Convert every line of the material below into a JSON list of strings, one string per line, leaving out blank lines.

□ □ □ □ □

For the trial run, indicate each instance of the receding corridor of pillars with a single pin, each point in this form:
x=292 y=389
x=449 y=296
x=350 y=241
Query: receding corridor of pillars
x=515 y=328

□ □ □ □ □

**RESULT OF THIS TASK**
[
  "For the trial run, indicate each instance of the receding corridor of pillars with a single pin, each point in this form:",
  "x=292 y=389",
  "x=449 y=296",
  "x=350 y=241",
  "Query: receding corridor of pillars",
  "x=515 y=328"
]